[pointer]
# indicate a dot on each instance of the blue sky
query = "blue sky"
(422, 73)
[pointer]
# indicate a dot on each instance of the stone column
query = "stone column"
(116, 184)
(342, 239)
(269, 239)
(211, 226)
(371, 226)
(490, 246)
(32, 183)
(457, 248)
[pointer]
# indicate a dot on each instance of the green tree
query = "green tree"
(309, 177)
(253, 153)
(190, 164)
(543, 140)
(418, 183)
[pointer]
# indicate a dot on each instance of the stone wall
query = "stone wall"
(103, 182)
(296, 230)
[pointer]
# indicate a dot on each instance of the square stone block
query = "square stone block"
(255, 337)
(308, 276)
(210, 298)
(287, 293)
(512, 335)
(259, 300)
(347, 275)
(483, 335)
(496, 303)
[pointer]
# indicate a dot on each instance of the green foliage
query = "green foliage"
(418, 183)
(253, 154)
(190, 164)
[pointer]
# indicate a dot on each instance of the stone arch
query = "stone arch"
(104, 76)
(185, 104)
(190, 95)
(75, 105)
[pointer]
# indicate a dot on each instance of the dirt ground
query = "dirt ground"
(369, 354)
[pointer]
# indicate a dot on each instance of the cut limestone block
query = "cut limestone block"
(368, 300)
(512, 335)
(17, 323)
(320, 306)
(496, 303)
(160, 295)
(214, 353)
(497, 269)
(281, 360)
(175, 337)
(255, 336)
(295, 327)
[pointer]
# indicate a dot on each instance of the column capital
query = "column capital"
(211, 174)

++++

#### [TASK REQUIREMENTS]
Every record above must appear again in the answer, unchanged.

#### [SOLUTION TO THIS TASK]
[pointer]
# indicate a dot on each instance of the blue sky
query = "blue sky"
(422, 73)
[pointer]
# indicate a dot on each instance of the stone column
query = "stone column"
(116, 184)
(342, 239)
(269, 239)
(211, 226)
(371, 226)
(490, 246)
(32, 183)
(457, 248)
[pointer]
# indicate a dot on each instance of the green tree
query = "green tree"
(309, 177)
(253, 153)
(190, 164)
(543, 140)
(418, 183)
[pointer]
# indicate a dot on each instance of the stone wall
query = "stone wall"
(103, 182)
(296, 230)
[pointer]
# indicate a dot on each instance of the square stone block
query = "square stone block"
(255, 337)
(308, 276)
(210, 298)
(287, 293)
(512, 335)
(259, 300)
(347, 275)
(483, 335)
(496, 303)
[pointer]
# indicate a dot on each instance of the green foliage
query = "green foliage"
(418, 183)
(253, 154)
(190, 164)
[pointer]
# indicate a dot on each instance of the stone arch
query = "stone arch"
(104, 76)
(185, 104)
(190, 95)
(75, 105)
[pointer]
# indicate a dot on each instance of the dirt ground
query = "dirt ground"
(369, 354)
[pointer]
# indicate a dot on each instance of the cut limestone block
query = "cut limestone block"
(368, 300)
(512, 335)
(17, 323)
(320, 306)
(496, 303)
(160, 295)
(214, 353)
(497, 269)
(281, 360)
(175, 337)
(255, 336)
(295, 327)
[pointer]
# indicate a dot on each instance of the column capital
query = "column capital"
(211, 174)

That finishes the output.